Text shown:
BEGIN

Talk about a group of workers who know how to negotiate (President Obama should take note) -- they stood up to a multi-billionaire and demanded a huge pay increase that they knew they couldn't get, so that the compromise would be right in line with their reasonable desired results.

The deal the dockworkers got in writing also included a provision that allows for bathroom breaks while on the clock.

While these concessions may seem like a small win for Hong Kong workers (considering their wages had been on a decline for years anyway), it's indicative of a growing trend in Hong Kong that is accepting a more regulated market that respects collective bargaining and the rights of multiple stakeholders, not just capitalist owners.

END

Data records:
BEGIN

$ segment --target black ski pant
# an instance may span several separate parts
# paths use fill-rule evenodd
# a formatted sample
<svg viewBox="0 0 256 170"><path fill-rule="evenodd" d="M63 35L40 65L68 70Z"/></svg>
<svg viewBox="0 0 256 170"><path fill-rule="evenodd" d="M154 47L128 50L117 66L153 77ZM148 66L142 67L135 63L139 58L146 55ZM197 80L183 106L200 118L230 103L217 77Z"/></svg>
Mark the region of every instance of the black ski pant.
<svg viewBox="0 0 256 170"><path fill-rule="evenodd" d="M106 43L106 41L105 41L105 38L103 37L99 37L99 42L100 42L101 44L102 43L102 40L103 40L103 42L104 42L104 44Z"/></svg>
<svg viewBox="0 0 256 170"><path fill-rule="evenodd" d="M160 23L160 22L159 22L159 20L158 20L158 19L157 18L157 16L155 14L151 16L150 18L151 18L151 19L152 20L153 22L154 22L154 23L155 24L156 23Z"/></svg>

END

Task set:
1. From the dockworkers passage above, give again word for word the part that begins at the words "While these concessions" and stops after the words "just capitalist owners.".
2. Answer these questions from the dockworkers passage above:
(a) Whom did the workers stand up to when demanding a pay increase?
(b) What provision concerning breaks did the written deal include?
(c) What had been happening to the workers' wages for years?

Solutions:
1.
While these concessions may seem like a small win for Hong Kong workers (considering their wages had been on a decline for years anyway), it's indicative of a growing trend in Hong Kong that is accepting a more regulated market that respects collective bargaining and the rights of multiple stakeholders, not just capitalist owners.

2.
(a) A multi-billionaire.
(b) A provision allowing bathroom breaks while on the clock.
(c) They had been on a decline.